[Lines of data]
[start]

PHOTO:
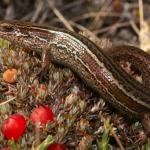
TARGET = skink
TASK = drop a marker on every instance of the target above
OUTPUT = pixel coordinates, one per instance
(93, 66)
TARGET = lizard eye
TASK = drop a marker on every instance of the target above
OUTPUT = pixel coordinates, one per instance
(6, 28)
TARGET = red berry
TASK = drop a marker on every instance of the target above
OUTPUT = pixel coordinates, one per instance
(14, 126)
(56, 146)
(41, 115)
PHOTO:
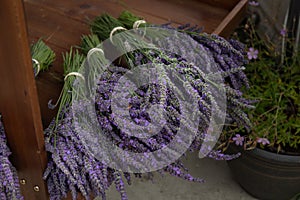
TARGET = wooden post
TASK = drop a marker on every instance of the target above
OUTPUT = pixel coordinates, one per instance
(19, 102)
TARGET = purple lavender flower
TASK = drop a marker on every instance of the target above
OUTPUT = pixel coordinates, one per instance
(239, 140)
(252, 53)
(283, 32)
(253, 3)
(263, 141)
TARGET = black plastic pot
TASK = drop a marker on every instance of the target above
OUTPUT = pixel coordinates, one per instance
(266, 175)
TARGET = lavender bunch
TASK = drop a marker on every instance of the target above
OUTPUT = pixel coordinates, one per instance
(9, 185)
(42, 56)
(181, 65)
(228, 55)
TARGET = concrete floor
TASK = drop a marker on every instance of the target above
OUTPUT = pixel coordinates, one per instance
(218, 185)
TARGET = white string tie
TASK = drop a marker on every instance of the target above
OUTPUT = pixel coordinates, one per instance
(137, 23)
(74, 74)
(38, 66)
(114, 30)
(93, 50)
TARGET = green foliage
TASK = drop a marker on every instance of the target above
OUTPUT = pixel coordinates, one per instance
(275, 84)
(43, 56)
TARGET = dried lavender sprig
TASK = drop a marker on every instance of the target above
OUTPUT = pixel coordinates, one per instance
(9, 185)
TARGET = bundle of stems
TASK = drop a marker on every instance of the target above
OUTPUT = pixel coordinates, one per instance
(9, 184)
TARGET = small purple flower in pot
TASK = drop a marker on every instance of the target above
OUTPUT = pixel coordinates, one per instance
(252, 53)
(238, 139)
(263, 141)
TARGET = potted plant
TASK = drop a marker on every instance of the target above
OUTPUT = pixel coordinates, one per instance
(269, 166)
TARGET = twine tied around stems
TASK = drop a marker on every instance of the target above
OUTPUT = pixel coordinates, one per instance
(137, 23)
(74, 74)
(93, 50)
(52, 106)
(38, 66)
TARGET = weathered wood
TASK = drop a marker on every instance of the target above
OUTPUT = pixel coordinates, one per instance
(19, 102)
(232, 19)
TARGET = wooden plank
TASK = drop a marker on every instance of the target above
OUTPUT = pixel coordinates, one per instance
(232, 19)
(18, 101)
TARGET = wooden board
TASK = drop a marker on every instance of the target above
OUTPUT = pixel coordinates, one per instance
(19, 101)
(62, 23)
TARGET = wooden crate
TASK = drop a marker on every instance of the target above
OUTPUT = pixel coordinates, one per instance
(24, 100)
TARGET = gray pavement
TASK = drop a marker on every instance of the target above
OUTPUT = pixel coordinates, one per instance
(218, 185)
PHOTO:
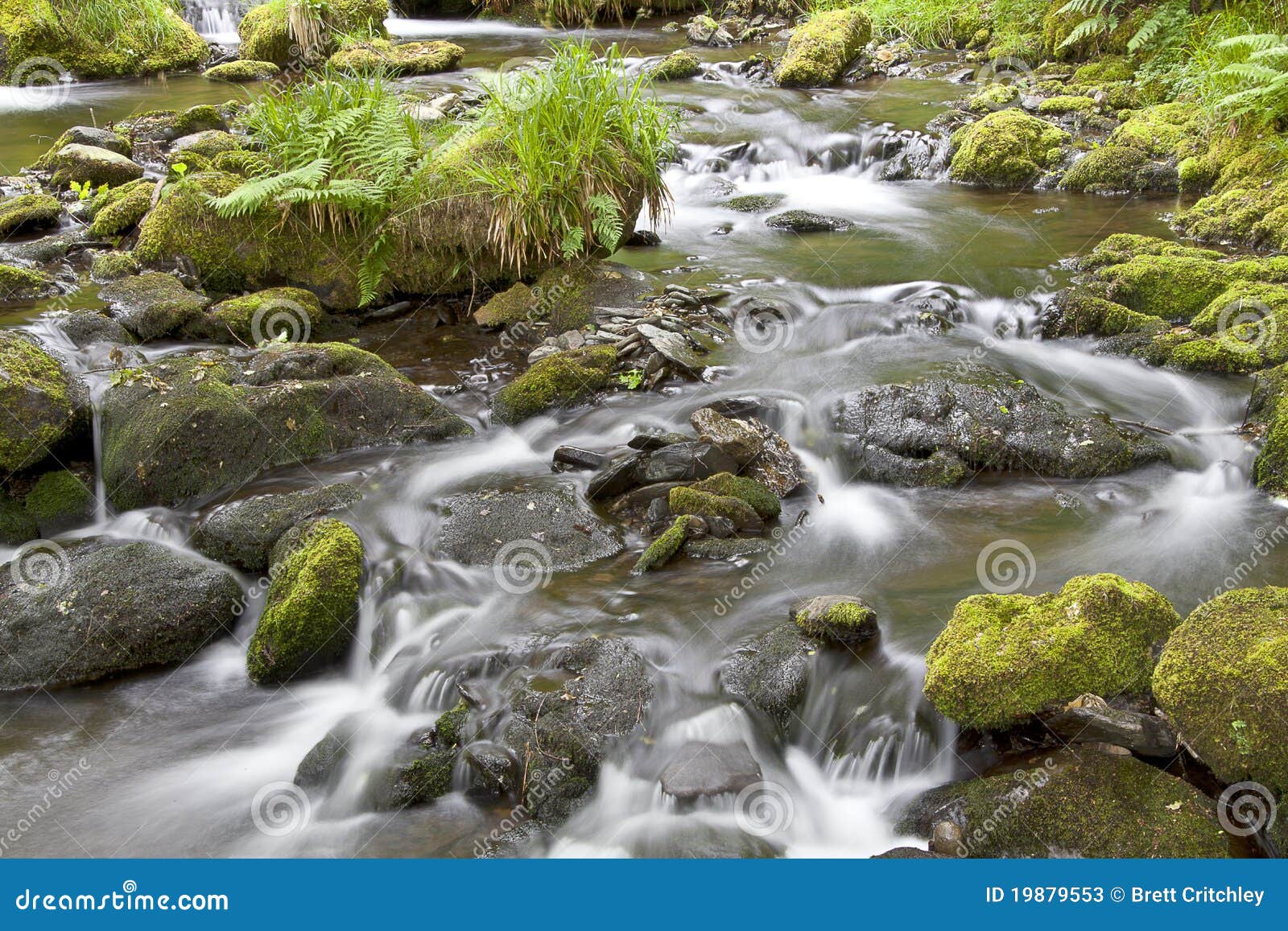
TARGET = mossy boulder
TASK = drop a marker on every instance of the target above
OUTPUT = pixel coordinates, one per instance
(401, 60)
(266, 35)
(308, 618)
(242, 533)
(146, 39)
(27, 212)
(191, 425)
(676, 68)
(560, 380)
(102, 607)
(1223, 680)
(1006, 150)
(119, 210)
(25, 283)
(1073, 805)
(96, 165)
(844, 620)
(38, 396)
(819, 51)
(1004, 658)
(61, 500)
(242, 71)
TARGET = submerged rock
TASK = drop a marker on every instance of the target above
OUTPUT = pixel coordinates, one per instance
(1005, 657)
(1085, 805)
(935, 430)
(191, 425)
(103, 607)
(308, 618)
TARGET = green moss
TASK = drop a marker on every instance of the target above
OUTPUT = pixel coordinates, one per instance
(1223, 680)
(119, 210)
(311, 603)
(560, 380)
(1008, 148)
(29, 212)
(35, 393)
(675, 68)
(23, 283)
(242, 71)
(1005, 657)
(821, 48)
(686, 500)
(60, 499)
(755, 493)
(663, 549)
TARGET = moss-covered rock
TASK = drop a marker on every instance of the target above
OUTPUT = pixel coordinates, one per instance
(675, 68)
(118, 210)
(147, 38)
(96, 165)
(27, 212)
(1008, 148)
(311, 604)
(836, 618)
(190, 425)
(25, 283)
(821, 49)
(1005, 657)
(401, 60)
(560, 380)
(60, 500)
(38, 397)
(1223, 680)
(1073, 805)
(242, 71)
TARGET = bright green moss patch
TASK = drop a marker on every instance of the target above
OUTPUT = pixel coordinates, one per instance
(560, 380)
(1223, 680)
(1008, 148)
(821, 48)
(312, 599)
(1005, 657)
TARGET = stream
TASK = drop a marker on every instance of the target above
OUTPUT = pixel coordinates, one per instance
(174, 761)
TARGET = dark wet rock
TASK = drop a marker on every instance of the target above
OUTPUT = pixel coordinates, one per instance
(934, 431)
(564, 718)
(805, 222)
(242, 533)
(190, 425)
(772, 671)
(526, 532)
(101, 608)
(1064, 805)
(708, 769)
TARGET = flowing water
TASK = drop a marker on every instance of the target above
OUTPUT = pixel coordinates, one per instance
(173, 760)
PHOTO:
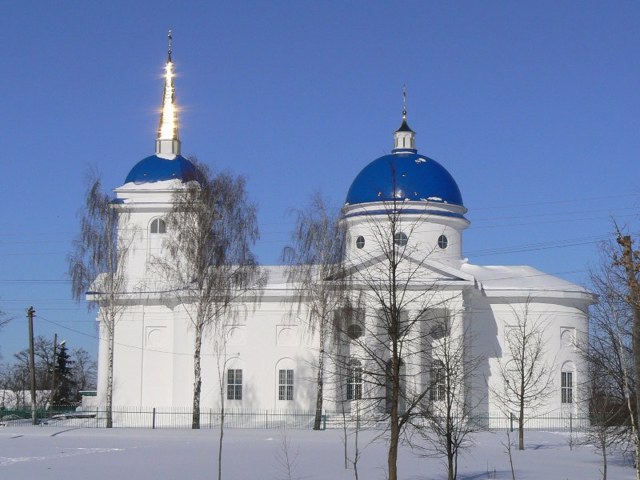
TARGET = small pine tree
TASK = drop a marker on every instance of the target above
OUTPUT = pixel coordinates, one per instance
(63, 394)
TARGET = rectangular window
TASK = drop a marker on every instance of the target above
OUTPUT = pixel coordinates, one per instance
(567, 387)
(234, 384)
(437, 391)
(354, 381)
(285, 385)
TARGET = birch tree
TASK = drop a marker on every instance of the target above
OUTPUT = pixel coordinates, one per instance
(97, 267)
(314, 267)
(448, 412)
(212, 227)
(394, 285)
(613, 350)
(525, 373)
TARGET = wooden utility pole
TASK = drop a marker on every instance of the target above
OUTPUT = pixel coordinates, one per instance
(53, 370)
(32, 366)
(630, 261)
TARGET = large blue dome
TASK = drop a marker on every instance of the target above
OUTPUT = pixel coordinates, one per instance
(157, 169)
(403, 176)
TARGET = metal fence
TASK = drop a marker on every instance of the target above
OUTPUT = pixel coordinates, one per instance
(176, 418)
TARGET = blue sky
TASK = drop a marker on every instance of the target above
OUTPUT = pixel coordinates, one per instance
(533, 108)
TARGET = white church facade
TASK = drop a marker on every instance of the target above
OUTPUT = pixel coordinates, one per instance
(271, 354)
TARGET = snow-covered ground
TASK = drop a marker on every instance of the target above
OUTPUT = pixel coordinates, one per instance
(98, 454)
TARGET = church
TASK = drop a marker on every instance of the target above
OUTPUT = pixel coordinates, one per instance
(403, 209)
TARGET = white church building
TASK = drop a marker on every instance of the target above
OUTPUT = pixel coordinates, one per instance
(271, 353)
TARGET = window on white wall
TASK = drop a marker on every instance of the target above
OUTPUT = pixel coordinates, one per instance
(285, 384)
(566, 386)
(354, 380)
(437, 392)
(158, 226)
(234, 384)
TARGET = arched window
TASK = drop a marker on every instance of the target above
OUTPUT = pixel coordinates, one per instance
(389, 387)
(354, 380)
(400, 239)
(437, 373)
(158, 225)
(567, 381)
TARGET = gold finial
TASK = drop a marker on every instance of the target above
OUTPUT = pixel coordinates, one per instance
(167, 140)
(404, 101)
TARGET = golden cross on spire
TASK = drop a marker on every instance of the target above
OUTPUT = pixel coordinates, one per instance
(404, 101)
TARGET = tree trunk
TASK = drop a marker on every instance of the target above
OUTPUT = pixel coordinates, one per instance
(111, 340)
(197, 380)
(634, 301)
(394, 437)
(317, 422)
(604, 461)
(521, 418)
(221, 438)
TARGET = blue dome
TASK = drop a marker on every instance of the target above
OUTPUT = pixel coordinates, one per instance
(157, 169)
(415, 177)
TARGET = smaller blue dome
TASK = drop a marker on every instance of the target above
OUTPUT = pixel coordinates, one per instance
(402, 176)
(158, 169)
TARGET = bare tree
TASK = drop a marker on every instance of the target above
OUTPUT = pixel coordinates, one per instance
(395, 284)
(627, 262)
(447, 412)
(525, 373)
(83, 371)
(97, 267)
(209, 263)
(314, 261)
(605, 426)
(612, 352)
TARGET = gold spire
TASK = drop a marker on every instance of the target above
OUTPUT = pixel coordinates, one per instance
(167, 141)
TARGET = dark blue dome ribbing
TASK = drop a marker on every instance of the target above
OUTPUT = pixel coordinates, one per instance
(158, 169)
(402, 176)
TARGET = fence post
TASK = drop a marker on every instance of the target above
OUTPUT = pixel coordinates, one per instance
(571, 422)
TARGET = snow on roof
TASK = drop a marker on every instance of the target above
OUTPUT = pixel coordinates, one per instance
(521, 277)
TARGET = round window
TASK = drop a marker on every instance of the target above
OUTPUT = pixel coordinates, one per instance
(400, 239)
(354, 331)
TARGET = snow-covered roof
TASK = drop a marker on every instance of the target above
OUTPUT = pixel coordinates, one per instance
(502, 280)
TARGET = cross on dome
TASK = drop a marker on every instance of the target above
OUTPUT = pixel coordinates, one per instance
(167, 141)
(404, 138)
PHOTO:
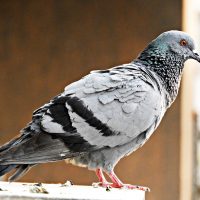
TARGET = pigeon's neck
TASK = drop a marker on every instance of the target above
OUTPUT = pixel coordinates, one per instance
(167, 67)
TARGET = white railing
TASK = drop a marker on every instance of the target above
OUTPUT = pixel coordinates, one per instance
(28, 191)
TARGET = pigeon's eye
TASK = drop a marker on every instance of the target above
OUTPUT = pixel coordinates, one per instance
(183, 42)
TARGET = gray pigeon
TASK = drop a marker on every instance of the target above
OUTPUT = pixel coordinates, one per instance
(104, 116)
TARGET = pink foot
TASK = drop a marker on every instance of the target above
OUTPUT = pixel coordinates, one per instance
(128, 186)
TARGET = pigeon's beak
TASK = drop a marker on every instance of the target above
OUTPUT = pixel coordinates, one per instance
(195, 56)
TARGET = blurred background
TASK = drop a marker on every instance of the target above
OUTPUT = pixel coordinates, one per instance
(47, 44)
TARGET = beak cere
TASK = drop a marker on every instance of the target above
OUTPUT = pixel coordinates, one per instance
(196, 56)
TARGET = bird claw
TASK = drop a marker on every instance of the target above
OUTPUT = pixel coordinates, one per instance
(137, 187)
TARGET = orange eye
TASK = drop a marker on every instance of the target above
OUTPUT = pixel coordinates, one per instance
(183, 42)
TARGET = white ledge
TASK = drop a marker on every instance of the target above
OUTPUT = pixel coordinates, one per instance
(29, 191)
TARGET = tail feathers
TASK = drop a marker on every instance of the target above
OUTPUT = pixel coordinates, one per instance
(20, 170)
(39, 148)
(6, 168)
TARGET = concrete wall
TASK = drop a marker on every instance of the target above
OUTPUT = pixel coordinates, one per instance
(46, 44)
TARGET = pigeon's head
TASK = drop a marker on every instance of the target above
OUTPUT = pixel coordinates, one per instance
(176, 43)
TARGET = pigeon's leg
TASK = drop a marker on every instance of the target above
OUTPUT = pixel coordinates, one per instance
(118, 184)
(102, 179)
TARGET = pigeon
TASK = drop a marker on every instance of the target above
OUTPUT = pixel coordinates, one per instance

[end]

AIM OF THE EXERCISE:
Repeat word for word every line from the one that holds "TARGET = orange eye" to the end. Both ends count.

FINISHED EXERCISE:
TARGET = orange eye
TASK = drop a marker on every instance of the target above
OUTPUT = pixel coordinates, one per instance
(183, 42)
TARGET = white ledge
TASK = drop a marker on every instance of the target above
OUTPUT = pixel coordinates, one per instance
(29, 191)
TARGET = tail feathers
TASK = drop a marker on every instance of the target above
OUTPUT = pixel coordinates, one per instance
(20, 170)
(39, 148)
(6, 168)
TARGET = concrete wall
TASK = drop a marker on every instance of the target above
OUTPUT = pixel coordinates, one per instance
(46, 44)
TARGET = pigeon's head
TASK = drop a marker on every instance of the target above
OUTPUT = pixel coordinates, one per instance
(176, 43)
TARGET = pigeon's leg
TASK = drop a marker on every instance of the target above
OUTPUT = pixel coordinates, one per instance
(118, 184)
(102, 179)
TARGET = pigeon
TASK = drop a marker on every instance of the target above
OUTPUT = pixel coordinates, one per instance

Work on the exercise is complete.